**** Избранный отрывок ****
Добавить в цитаты Настройки чтения

Страница 74 из 96

Так были пройдены дружиной великороссийские большаки, малороссийские «черноземные полотна дорог с лоснящимися полосами от колес», миновали Киев, вступили в Одессу, походом прошли по Бессарабии.

В письмах к родным Иван Сергеевич делился впечатлениями обо всем том, что встречалось на пути, о своих заботах и делах казначея, квартирмейстера, о казнокрадстве, взяточничестве (уже после окончания Крымской войны Иван Аксаков был приглашен принять участие в следственной комиссии, назначенной по делу о злоупотреблениях интендантства во время войны). В глазах сослуживцев примером честности было то, что по окончании кампании Иван Аксаков сдал в казну крупную сумму сэкономленных казенных денег. Крымская война, поражение России в ней тяжело переживались Аксаковыми, заставляли их глубоко задуматься о причине этого поражения. «Для меня, — писал Иван Аксаков вскоре же после войны, — одна только новость была бы утешительна, если бы сделан был хоть бы один шаг к освобождению крестьян, со стороны ли правительства или со стороны частных лиц. Чем больше думаю, тем сильнее убеждаюсь, что это единственное средство спасения для России, и что если этого вскоре не совершится, то будем мы биты и опозорены не один раз».

В марте 1856 года при известии о мире Иван Аксаков оставил дружины и возвратился в Москву… Через год он закончил свой труд по исследованию украинских ярмарок и был награжден за него Географическим обществом Константиновскою медалью, а впоследствии получил за него же Демидовскую премию Академии наук.

«Бродяжничество», однако, еще не перебродило в Иване Сергеевиче, его тянуло в новое путешествие, но на этот раз уже по чужим краям, которые надобно было увидеть собственными глазами, чтобы глубже понять существенные для него вопросы (относящиеся к России и Европе), и только после этого можно было зажить оседлой жизнью, серьезно приняться за какое-то постоянное дело.
**** Фрагменты данных ****
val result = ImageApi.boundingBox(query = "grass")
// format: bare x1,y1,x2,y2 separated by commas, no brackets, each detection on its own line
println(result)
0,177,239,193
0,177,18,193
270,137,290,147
****
> _Задания_:
[1] Ответьте на вопросы по отрывку об Иване Аксакове.
(a) Что Иван Аксаков сдал в казну по окончании кампании?
(b) Когда Иван Аксаков оставил дружины и возвратился в Москву?
(c) Какой медалью Географическое общество наградило Ивана Аксакова за исследование украинских ярмарок?
[2] Переведите на английский язык предложение из отрывка об Иване Аксакове: «Крымская война, поражение России в ней тяжело переживались Аксаковыми, заставляли их глубоко задуматься о причине этого поражения».
[3] Продолжите отрывок об Иване Аксакове с того места, где он заканчивается.

> _Ответы к заданиям_:
[1]
(a) Крупную сумму сэкономленных казенных денег.
(b) В марте 1856 года.
(c) Константиновскою медалью.

[2] The Crimean War and Russia's defeat in it were deeply painful for the Aksakovs and made them think hard about the cause of that defeat.

[3]
И вот он за границей, в Париже, на первых порах оглушенный, ошеломленный шумом, гулом, движением, блеском этого «волшебного города», но вскоре же, по прошествии первого впечатления, видящий за всем этим блестящим водоворотом некую суетность и никчемность. И что всего возмутительнее в его глазах — это «раболепство умных народов, у которых есть жизнь духовная, перед внешним блеском чисто внешней жизни». Хотелось ему отыскать и понять те «добрые стороны», которые есть же у всякого народа, но сделать это было нелегко, лучшее, видимо, было разбросано, как все редкое, и находилось где-нибудь в другом месте, недоступное за дальностью расстояния. Краткость пребывания в Париже не помешала Ивану Сергеевичу сделать суровый вывод о здешней духовной среде, где «отовсюду видны края и дно, стремлений высших нет».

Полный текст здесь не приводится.